── DATA SUPPLIED

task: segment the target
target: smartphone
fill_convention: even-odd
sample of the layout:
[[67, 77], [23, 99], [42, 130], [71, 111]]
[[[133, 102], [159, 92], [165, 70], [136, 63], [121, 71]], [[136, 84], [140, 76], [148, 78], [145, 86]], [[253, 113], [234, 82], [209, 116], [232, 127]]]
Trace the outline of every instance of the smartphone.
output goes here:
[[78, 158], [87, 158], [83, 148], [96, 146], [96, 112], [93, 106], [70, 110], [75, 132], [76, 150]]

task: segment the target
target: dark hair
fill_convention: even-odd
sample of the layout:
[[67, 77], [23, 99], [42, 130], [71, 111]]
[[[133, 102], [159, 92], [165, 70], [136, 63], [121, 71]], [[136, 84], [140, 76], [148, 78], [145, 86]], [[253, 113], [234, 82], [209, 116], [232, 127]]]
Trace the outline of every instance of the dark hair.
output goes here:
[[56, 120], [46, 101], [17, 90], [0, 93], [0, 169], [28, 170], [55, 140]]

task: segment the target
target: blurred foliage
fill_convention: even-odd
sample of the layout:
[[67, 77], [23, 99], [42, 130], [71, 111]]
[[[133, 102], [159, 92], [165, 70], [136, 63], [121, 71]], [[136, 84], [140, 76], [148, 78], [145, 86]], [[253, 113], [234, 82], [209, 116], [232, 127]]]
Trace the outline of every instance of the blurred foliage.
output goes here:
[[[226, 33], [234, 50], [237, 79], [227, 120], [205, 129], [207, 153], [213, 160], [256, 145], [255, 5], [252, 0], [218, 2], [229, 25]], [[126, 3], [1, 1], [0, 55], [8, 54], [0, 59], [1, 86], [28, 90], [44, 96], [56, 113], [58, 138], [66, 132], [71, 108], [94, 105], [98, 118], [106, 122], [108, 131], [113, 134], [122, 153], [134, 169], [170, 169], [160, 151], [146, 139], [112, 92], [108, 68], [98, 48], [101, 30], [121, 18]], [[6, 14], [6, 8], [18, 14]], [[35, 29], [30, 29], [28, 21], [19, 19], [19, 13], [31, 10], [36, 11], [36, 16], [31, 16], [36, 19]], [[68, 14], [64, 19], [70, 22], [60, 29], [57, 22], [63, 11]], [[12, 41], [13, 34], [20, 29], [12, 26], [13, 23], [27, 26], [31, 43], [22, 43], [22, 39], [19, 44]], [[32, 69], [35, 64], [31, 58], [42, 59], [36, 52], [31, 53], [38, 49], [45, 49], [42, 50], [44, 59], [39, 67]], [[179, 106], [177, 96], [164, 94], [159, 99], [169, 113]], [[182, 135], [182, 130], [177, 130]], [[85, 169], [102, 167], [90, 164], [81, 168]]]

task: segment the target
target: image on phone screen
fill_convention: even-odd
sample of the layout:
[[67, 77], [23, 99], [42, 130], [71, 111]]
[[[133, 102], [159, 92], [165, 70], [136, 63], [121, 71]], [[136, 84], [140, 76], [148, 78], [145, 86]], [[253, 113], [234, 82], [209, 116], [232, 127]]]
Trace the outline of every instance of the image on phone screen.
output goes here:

────

SHORT EXERCISE: Copy the items word for word, starting at the very beginning and ending with the line that contains "132], [76, 150]]", including that line.

THE COMPLETED TASK:
task: segment the target
target: smartphone
fill_convention: even-odd
sample of the layout:
[[67, 77], [23, 99], [42, 130], [71, 111]]
[[[133, 102], [159, 92], [165, 70], [136, 63], [121, 71]], [[136, 84], [140, 76], [148, 78], [145, 86]], [[253, 113], [234, 82], [209, 116], [232, 127]]]
Trace the outline of every instance of the smartphone.
output goes here:
[[78, 158], [87, 158], [83, 148], [96, 146], [96, 112], [93, 106], [70, 110], [75, 132], [76, 150]]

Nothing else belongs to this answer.